▸ ВАША ЗАДАЧА:
Выведите нумерованным списком строки от той, что содержит «the parsley leaf», до последней включительно. Пустые строки пропустите.

▸ ИСХОДНЫЕ ДАННЫЕ:
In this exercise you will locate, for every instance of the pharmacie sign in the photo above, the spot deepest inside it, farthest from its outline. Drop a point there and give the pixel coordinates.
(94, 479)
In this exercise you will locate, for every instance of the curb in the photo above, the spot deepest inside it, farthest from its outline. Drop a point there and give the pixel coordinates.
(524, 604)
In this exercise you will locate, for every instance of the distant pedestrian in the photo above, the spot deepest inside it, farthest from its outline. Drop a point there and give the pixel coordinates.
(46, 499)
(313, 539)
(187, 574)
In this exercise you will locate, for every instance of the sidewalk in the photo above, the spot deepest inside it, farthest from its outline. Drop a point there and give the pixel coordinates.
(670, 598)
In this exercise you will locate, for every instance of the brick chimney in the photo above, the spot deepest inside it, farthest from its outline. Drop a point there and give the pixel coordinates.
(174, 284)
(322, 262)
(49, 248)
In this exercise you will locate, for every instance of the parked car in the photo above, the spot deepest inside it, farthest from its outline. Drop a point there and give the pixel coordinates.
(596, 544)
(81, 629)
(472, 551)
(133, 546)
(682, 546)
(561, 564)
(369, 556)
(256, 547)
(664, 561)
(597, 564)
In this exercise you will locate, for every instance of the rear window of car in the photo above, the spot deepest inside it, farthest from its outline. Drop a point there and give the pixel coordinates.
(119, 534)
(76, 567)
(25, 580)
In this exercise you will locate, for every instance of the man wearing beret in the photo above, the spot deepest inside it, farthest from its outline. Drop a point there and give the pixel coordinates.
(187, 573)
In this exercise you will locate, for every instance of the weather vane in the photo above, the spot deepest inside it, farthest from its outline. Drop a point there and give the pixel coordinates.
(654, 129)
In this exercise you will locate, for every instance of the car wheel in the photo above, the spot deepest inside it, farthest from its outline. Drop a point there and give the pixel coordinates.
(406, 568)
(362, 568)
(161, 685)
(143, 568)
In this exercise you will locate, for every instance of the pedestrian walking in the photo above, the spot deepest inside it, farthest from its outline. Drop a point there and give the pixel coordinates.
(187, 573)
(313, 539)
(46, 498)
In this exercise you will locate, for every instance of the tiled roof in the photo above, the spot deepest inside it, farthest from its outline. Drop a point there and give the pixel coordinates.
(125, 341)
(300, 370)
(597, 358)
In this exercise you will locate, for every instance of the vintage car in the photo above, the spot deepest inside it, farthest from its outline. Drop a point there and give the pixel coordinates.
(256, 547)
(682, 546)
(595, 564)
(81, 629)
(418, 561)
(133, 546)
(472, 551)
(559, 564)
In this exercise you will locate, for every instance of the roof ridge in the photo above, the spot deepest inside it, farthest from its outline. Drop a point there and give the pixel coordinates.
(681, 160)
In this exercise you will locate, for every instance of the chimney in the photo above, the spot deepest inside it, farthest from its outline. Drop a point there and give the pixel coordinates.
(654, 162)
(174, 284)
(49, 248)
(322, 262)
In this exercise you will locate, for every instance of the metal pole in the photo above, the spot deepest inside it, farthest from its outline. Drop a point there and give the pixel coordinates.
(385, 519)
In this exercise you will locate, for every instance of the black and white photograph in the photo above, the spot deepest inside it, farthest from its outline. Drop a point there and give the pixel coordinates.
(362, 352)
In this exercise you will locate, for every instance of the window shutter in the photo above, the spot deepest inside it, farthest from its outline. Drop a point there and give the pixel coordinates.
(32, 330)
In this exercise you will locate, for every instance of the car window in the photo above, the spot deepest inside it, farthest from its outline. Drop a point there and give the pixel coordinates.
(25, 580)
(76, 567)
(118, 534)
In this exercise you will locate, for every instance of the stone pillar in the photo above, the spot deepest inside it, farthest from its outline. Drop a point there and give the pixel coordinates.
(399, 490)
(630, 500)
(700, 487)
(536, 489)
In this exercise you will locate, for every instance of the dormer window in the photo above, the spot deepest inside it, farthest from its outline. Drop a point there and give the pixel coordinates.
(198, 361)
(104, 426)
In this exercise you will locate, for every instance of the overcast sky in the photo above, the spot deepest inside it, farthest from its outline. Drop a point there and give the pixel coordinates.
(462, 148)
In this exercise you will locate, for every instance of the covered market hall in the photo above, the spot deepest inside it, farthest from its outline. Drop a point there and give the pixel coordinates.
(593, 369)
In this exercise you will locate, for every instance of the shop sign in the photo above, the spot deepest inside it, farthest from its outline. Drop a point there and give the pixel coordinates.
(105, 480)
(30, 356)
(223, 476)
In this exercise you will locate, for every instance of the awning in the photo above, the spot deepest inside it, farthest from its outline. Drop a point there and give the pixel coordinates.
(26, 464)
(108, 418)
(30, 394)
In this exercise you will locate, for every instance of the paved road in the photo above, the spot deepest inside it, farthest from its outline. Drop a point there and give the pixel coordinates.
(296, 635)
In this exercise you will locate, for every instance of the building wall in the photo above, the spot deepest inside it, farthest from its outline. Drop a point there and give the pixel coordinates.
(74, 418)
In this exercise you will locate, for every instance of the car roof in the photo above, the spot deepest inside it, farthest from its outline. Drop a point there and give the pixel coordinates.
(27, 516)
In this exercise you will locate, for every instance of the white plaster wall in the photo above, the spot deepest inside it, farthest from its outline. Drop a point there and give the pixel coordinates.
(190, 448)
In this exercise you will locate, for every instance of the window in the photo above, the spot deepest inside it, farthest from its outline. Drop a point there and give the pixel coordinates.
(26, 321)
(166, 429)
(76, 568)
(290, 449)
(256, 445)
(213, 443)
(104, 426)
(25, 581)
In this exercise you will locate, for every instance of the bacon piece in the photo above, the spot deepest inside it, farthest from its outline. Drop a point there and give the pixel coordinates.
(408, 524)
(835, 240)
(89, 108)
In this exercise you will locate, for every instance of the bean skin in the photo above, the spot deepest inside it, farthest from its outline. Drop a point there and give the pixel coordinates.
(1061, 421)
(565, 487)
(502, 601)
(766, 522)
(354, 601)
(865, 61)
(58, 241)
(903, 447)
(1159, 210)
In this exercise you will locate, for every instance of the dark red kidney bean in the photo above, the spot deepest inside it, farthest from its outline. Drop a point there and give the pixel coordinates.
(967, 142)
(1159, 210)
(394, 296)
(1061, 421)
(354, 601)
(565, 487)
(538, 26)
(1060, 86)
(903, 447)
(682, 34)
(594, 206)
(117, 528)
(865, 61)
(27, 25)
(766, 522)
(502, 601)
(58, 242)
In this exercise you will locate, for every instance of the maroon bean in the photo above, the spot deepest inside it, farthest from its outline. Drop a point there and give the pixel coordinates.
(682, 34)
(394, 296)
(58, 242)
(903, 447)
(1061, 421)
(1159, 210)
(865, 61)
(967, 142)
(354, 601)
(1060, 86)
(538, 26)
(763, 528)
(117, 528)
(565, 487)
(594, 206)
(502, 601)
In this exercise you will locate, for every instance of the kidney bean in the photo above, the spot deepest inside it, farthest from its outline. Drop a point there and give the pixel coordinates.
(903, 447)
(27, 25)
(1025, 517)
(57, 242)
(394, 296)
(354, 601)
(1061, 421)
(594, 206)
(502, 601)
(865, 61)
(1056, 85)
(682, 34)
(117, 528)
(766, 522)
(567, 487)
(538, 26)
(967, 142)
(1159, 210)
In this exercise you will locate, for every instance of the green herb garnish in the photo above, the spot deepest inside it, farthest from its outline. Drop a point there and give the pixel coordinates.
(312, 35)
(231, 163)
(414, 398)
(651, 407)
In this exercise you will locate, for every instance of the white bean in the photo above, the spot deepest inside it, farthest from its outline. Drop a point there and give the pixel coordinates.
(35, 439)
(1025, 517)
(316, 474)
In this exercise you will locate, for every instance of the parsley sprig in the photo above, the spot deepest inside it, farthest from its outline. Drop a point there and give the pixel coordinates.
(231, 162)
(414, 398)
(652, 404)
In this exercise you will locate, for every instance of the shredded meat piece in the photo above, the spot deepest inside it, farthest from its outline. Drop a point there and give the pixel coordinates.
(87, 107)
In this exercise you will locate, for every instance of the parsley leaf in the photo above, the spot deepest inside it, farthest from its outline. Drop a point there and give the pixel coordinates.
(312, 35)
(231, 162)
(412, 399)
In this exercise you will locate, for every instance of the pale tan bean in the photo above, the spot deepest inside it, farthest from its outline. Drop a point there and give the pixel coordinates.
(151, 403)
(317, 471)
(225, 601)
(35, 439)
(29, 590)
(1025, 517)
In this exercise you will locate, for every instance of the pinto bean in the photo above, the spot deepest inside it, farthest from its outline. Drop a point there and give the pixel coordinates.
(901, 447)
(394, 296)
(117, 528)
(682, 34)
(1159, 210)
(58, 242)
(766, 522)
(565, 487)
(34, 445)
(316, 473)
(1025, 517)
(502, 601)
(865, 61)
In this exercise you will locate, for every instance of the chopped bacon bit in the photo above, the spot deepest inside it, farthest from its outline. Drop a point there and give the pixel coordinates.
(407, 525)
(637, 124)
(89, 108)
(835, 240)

▸ ОЖИДАЕМЫЙ ОТВЕТ:
1. In this exercise you will locate, for every instance of the parsley leaf in the photo above, the spot deepest inside it, farthest from its outline. Drop a point there and give the pixel coordinates.
2. (312, 35)
3. (231, 162)
4. (412, 399)
5. In this exercise you will locate, for every instance of the pale tan bean in the photo above, the spot deepest inside it, farthest from its outline. Drop a point there and give the pixel coordinates.
6. (151, 403)
7. (317, 471)
8. (225, 601)
9. (35, 439)
10. (29, 590)
11. (1025, 517)
12. In this exercise you will locate, for every instance of the pinto bean in the photo above, the spot deepest inside it, farthest from its outline. Drop a point there and give the pixel coordinates.
13. (901, 447)
14. (394, 296)
15. (117, 528)
16. (682, 34)
17. (1159, 210)
18. (58, 242)
19. (766, 522)
20. (565, 487)
21. (34, 445)
22. (316, 473)
23. (1025, 517)
24. (502, 601)
25. (865, 61)
26. In this exercise you will locate, for every instance of the chopped bacon bit in the photo above, the spot deepest inside it, farthest from its outline. Drop a point there and give the pixel coordinates.
27. (407, 525)
28. (637, 124)
29. (89, 108)
30. (835, 240)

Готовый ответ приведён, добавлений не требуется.